__The task__
Starting at the first line below, copy through to the last line exactly.

__Data extract__
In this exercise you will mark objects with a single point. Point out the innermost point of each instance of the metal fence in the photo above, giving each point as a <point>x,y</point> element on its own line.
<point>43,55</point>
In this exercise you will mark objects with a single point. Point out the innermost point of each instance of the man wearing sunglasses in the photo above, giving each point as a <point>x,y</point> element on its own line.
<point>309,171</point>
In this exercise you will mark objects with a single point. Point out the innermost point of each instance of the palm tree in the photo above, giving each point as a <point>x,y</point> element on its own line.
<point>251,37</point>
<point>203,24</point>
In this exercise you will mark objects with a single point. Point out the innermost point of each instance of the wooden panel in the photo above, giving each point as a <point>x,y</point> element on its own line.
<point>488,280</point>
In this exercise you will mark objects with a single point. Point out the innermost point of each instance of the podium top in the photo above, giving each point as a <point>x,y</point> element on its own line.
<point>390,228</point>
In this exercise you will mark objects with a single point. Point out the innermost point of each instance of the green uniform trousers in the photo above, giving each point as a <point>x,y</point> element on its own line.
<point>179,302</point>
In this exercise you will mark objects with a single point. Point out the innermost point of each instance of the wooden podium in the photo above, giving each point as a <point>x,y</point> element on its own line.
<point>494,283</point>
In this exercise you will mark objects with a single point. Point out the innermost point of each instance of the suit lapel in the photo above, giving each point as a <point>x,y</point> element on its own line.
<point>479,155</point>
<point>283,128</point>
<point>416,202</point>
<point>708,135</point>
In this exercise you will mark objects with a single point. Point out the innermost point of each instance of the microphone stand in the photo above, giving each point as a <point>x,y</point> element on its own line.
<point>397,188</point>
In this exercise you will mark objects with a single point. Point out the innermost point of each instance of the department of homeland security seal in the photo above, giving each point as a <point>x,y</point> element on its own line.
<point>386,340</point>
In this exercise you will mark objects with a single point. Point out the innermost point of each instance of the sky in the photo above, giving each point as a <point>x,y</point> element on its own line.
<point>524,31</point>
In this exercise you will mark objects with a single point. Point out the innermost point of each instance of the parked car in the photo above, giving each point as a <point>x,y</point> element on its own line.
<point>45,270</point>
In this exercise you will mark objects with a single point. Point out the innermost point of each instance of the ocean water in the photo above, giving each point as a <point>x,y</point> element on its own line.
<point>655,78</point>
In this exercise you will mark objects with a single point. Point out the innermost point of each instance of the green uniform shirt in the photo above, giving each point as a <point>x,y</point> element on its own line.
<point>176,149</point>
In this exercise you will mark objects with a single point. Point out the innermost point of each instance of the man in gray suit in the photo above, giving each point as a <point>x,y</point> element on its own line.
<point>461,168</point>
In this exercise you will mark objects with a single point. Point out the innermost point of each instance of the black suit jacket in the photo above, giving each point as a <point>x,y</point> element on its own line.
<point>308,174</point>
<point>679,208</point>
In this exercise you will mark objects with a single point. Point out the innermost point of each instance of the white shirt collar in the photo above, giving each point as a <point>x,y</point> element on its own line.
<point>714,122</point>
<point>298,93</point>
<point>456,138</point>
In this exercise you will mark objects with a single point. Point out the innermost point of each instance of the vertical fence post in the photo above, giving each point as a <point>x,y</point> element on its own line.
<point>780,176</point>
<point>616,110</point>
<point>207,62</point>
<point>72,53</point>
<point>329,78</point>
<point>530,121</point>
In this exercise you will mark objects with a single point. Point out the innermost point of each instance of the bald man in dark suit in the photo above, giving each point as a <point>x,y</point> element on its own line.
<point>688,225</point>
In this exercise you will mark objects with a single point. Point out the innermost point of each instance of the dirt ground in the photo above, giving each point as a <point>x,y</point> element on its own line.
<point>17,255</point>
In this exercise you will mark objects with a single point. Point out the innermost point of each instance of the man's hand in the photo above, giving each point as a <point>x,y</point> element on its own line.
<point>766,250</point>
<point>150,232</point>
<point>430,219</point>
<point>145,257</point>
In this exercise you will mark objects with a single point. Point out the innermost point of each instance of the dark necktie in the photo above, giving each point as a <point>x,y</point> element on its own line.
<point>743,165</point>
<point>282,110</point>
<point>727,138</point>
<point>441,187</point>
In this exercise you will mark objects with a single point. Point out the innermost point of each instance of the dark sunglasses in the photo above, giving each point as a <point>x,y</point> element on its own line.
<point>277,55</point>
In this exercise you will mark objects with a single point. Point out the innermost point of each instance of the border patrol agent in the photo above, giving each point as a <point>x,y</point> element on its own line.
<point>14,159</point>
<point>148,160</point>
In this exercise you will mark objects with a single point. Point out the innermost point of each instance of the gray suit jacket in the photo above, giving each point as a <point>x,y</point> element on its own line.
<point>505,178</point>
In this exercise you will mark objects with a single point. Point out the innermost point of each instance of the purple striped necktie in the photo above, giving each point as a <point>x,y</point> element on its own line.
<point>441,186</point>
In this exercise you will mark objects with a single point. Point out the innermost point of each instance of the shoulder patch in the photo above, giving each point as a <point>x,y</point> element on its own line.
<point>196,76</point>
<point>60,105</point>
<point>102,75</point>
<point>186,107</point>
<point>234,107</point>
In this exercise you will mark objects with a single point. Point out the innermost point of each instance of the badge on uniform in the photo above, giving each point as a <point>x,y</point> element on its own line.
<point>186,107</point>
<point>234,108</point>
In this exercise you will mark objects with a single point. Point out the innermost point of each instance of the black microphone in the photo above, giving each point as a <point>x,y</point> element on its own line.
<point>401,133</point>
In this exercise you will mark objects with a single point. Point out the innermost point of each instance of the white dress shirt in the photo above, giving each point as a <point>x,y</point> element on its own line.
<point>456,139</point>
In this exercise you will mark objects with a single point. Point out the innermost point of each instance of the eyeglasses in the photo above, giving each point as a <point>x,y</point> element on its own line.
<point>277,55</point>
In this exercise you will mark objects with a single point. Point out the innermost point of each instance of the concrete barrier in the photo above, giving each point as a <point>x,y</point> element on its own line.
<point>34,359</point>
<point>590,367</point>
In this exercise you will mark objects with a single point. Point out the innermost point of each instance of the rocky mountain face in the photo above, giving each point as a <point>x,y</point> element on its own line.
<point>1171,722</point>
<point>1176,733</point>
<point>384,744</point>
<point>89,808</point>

__Answer section__
In this exercise you will mark objects with a single point. Point out the innermost point of each instance of the metal fence in the photo above, giving each point as a <point>x,y</point> element on its own line.
<point>43,55</point>
In this exercise you will mark objects with a single point. Point out the innermost point of each instance of the man wearing sunglasses in the photo above, giving each point as a <point>x,y</point> element on its own line.
<point>309,171</point>
In this exercise you will mark objects with a single point. Point out the innermost point of each instance of the palm tree in the photo above, giving each point as a <point>x,y</point> element on its own line.
<point>251,37</point>
<point>203,24</point>
In this exercise you will mark objects with a single point. Point out the innermost point of each instance of the wooden panel in the photo above, giving each point as a <point>x,y</point> element on its own line.
<point>488,280</point>
In this exercise you will mark objects with a single point. Point out the innermost point of each instance of the podium top in the photo above, giving each point as a <point>x,y</point> element on its own line.
<point>390,228</point>
In this exercise you will mark objects with a single point. Point out the innermost point of each instance of the green uniform trousers in the photo above, giving each point as a <point>x,y</point> element on its own line.
<point>179,302</point>
In this exercise you will mark objects with a single point. Point out the innermost point of each instance of the wooden podium in the photo above, giving each point as a <point>x,y</point> element on its own line.
<point>494,283</point>
In this exercise you will mark objects with a single point. Point out the innermost point of each instance of the suit lapel in the photo above, giving each point as a <point>x,y</point> element on its own line.
<point>479,155</point>
<point>283,128</point>
<point>416,202</point>
<point>708,135</point>
In this exercise you will mark objects with a single point. Point out the innermost point of each instance of the microphone stand in the photo above, giving each point as a <point>x,y</point> element on its own line.
<point>397,188</point>
In this exercise you will mark objects with a single point. Point out the innermost point of each instance of the department of homeland security seal in the photo above, giving each point as a <point>x,y</point> element on its own line.
<point>386,340</point>
In this exercise you will mark objects with a single point. Point out the innermost point of each instance of the sky in the photo above, giving each point as a <point>x,y</point> element on its own line.
<point>524,31</point>
In this exercise you will mark objects with a single point. Point out the innermost point of each instance of the parked car in the photo above, giving each point as a <point>x,y</point> element on its own line.
<point>45,270</point>
In this exercise you will mark objects with a single point. Point out the innermost point of each instance of the ocean water in the photo above, giving each point as a <point>x,y</point> element on its own line.
<point>655,78</point>
In this exercise you will mark objects with a single point. Point out the innermost point of each instance of the green uniform shirt in the photo above, giving each point as a <point>x,y</point> element on its own line.
<point>176,149</point>
In this exercise you will mark objects with a single point. Point out the innermost point of each instance of the man in gray suit in the photo above, giving each point as a <point>x,y</point> element on its own line.
<point>461,168</point>
In this exercise you will mark objects with a single point. Point out the innermost point of each instance of the black suit jacket in the photo above, giving each point as a <point>x,y</point> element on its own line.
<point>308,174</point>
<point>679,208</point>
In this exercise you will mark objects with a single point. Point out the innermost point of each instance of the white shirt collar in the photo above, giving each point as a <point>x,y</point> element on its own line.
<point>714,122</point>
<point>298,93</point>
<point>456,138</point>
In this exercise you will mark objects with a single point. Point out the innermost point of each instance of the vertical fence post in the photo above, giving each point as a <point>x,y</point> element on its own line.
<point>780,176</point>
<point>616,110</point>
<point>207,62</point>
<point>72,53</point>
<point>329,78</point>
<point>530,121</point>
In this exercise you will mark objects with a single point. Point out the innermost point of each instance of the bald man in dark suit in the photo above, giving each point as a <point>x,y</point> element on its own line.
<point>688,225</point>
In this exercise you will mark objects with a single point. Point out the innermost point of each instance of the dirt ground in the photo above, giving each point as a <point>x,y</point> element on its own line.
<point>17,255</point>
In this exercise you will mark objects with a single point. Point out the innermost point of each instance of the man's hand in the photo above, giving each point as a <point>x,y</point> element on its own line.
<point>766,250</point>
<point>150,232</point>
<point>430,219</point>
<point>145,257</point>
In this exercise you will mark objects with a single point. Point out the innermost point of each instance of the dark necktie in the photo above, giving each point as a <point>x,y</point> element on its own line.
<point>743,165</point>
<point>282,110</point>
<point>727,138</point>
<point>441,187</point>
In this exercise you will mark objects with a single point. Point out the innermost point of each instance of the dark sunglasses in the photo above, giving each point as a <point>x,y</point> element on its own line.
<point>277,55</point>
In this exercise you will mark objects with a single point. Point out the innermost point of each instance of the border patrol agent in the photo above, giving each point as a <point>x,y</point> element on its own line.
<point>14,159</point>
<point>148,160</point>
In this exercise you will mark objects with a single point. Point out the innermost point of each instance of the gray suit jacket in the photo above, giving each point as a <point>x,y</point> element on its own line.
<point>505,178</point>
In this exercise you will mark objects with a single point. Point out the innermost point of each instance of the purple striped necktie in the photo above, giving each point as a <point>x,y</point> element on its own line.
<point>441,186</point>
In this exercise you will mark objects with a single point. Point out the innermost point of each instance of the shoulder patch in the photo above, giving each point as a <point>x,y</point> element on its own line.
<point>196,76</point>
<point>60,105</point>
<point>102,75</point>
<point>186,107</point>
<point>234,107</point>
In this exercise you will mark objects with a single point. Point out the innermost point of each instance of the badge on uniform in the photo above, giving each point as a <point>x,y</point> element on its own line.
<point>186,107</point>
<point>234,108</point>
In this exercise you will mark objects with a single point. Point out the innermost point of each instance of the black microphone in the photo above, giving each point as a <point>x,y</point> element on its own line.
<point>401,133</point>
In this exercise you will mark objects with a single point. Point out the innermost point of each instance of the white dress shirt in the photo above, giving each point as a <point>x,y</point> element on its own line.
<point>456,139</point>
In this exercise you will mark objects with a single point. Point out the innermost point of each instance of the eyeglasses in the photo above, giving each point as a <point>x,y</point> element on its own line.
<point>277,55</point>
In this exercise you will mark objects with a single point. Point out the innermost point of each instance of the concrete barrier in the photo above, giving each point as a <point>x,y</point> element on its own line.
<point>34,359</point>
<point>590,367</point>
In this exercise you will mark objects with a single point. Point out the innermost point of each instance of the rocky mountain face in the photo above, giving each point as a <point>x,y</point> element on its own line.
<point>1171,722</point>
<point>1176,733</point>
<point>384,744</point>
<point>89,808</point>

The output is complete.